*What is expected*: Please copy all the lines that follow, word for word.

[start Given data]

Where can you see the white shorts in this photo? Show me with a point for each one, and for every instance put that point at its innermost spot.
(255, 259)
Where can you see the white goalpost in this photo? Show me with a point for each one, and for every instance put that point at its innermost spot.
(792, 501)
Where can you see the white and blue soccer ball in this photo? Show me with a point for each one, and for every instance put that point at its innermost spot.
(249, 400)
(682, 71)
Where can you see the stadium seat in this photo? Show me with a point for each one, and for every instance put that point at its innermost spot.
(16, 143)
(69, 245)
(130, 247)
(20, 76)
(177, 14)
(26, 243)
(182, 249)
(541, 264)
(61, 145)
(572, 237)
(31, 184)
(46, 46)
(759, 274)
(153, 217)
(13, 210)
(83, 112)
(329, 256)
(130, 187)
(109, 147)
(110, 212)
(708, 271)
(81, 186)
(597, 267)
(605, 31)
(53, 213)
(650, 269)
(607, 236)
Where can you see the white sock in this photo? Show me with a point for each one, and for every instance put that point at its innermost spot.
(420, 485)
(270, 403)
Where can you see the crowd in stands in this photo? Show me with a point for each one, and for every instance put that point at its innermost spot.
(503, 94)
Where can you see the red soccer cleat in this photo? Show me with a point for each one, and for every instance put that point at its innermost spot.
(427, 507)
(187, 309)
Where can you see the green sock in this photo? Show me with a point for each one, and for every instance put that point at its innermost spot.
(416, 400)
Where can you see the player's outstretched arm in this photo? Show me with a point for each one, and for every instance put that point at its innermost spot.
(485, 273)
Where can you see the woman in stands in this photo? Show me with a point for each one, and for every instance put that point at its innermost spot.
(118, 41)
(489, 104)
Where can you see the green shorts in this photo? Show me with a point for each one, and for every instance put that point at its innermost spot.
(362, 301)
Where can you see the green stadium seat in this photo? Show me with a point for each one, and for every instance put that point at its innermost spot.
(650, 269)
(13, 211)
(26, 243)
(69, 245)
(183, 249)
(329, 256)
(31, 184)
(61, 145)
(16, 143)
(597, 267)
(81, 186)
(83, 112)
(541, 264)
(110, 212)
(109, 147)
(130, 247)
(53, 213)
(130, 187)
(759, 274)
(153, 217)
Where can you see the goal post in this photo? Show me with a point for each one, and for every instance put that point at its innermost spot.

[end Given data]

*Task response*:
Where can you see the white shorts in this photo? Show me with a point for each one, and for every instance put that point at its innermost spot.
(255, 259)
Where can you see the white goalpost in this photo? Show me with a point for each one, and for every instance put that point at its innermost spot.
(792, 501)
Where can you see the white and blue soccer ball in this photo? Show me with a point for each one, and for every instance put that point at its innermost spot.
(249, 400)
(682, 71)
Where can you see the stadium seat in this photo? Show me with a point for each one, and for every instance put that point at its innermost spot.
(16, 143)
(69, 245)
(130, 247)
(20, 76)
(177, 14)
(26, 243)
(182, 249)
(541, 264)
(61, 145)
(572, 237)
(31, 184)
(46, 46)
(759, 274)
(153, 217)
(13, 210)
(83, 112)
(329, 256)
(130, 187)
(109, 147)
(110, 212)
(708, 271)
(81, 186)
(597, 267)
(605, 31)
(53, 213)
(650, 269)
(607, 236)
Where can you see the white sock in this photo? Show me with a point for each one, and for every instance put that point at its innermost spot.
(420, 485)
(270, 403)
Where can you see the crowd in stands in this photo? Show me with a point for each one, and for every instance put that point at its innermost spot.
(503, 94)
Where can you see the red soccer cleat in this photo? Show me with a point for each one, and for every instance put that point at its innermost spot.
(427, 507)
(187, 309)
Where can you see the green sock in this photo? Show me with a point for each one, and for every instance put that point at its innermost spot.
(416, 400)
Where can you see the player's outstretched arm in this photo? Show me with a point for each one, and for every instance put that point at its innermost spot.
(485, 273)
Where can you see the woman in stands in this photo? Show me with a point for each one, and for every instance put that point at its innermost spot.
(118, 41)
(489, 104)
Where can you see the green shorts in this photo? Show me with a point for each one, and for every instance put that point at its innermost spot.
(362, 301)
Where can you see the green stadium seat in this photo? Show me with a point for each one, and for every instance put that point at its innermost spot.
(650, 269)
(13, 211)
(26, 243)
(69, 245)
(183, 249)
(329, 256)
(31, 184)
(61, 145)
(16, 143)
(597, 267)
(81, 186)
(83, 112)
(541, 264)
(110, 212)
(109, 147)
(130, 247)
(53, 213)
(130, 187)
(759, 274)
(153, 217)
Where can you see the goal post in this photo? Show me with a point for each one, and for every instance put that point at its innermost spot.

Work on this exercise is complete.